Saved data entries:
[START]

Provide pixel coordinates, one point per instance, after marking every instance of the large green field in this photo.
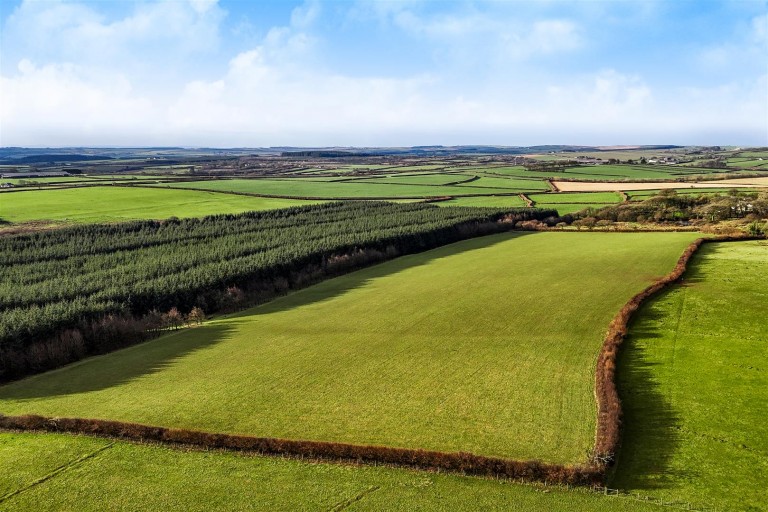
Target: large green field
(568, 202)
(100, 204)
(483, 346)
(44, 472)
(695, 387)
(362, 188)
(627, 172)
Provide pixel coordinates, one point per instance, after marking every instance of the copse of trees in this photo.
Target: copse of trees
(669, 206)
(68, 293)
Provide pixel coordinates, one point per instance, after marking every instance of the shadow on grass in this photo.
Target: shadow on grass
(336, 286)
(119, 367)
(651, 426)
(123, 366)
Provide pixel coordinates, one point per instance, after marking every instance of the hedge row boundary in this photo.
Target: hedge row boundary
(592, 473)
(455, 462)
(609, 412)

[END]

Direction: Reproduce the material above line for line, without any change, and omit the pictures from your copy.

Solution to this problem:
Provide pixel coordinates, one point per instance, after marking every instance of the large green field in this photo.
Target: large green field
(568, 202)
(100, 204)
(483, 346)
(44, 472)
(695, 387)
(362, 188)
(627, 172)
Provide pixel coordinates, one point per instance, after marking every instance of the copse of trees in this photo.
Target: copse of trees
(669, 206)
(68, 293)
Provide pixel coordinates, one point per instance, after marking every instance of the shadow on grass in this photo.
Target: shadow on grass
(336, 286)
(119, 367)
(651, 426)
(123, 366)
Provide pixel coordinates, one point per instance, after marking every instance of the hedge row boundary in this photo.
Target: hedge row boundary
(592, 473)
(455, 462)
(609, 412)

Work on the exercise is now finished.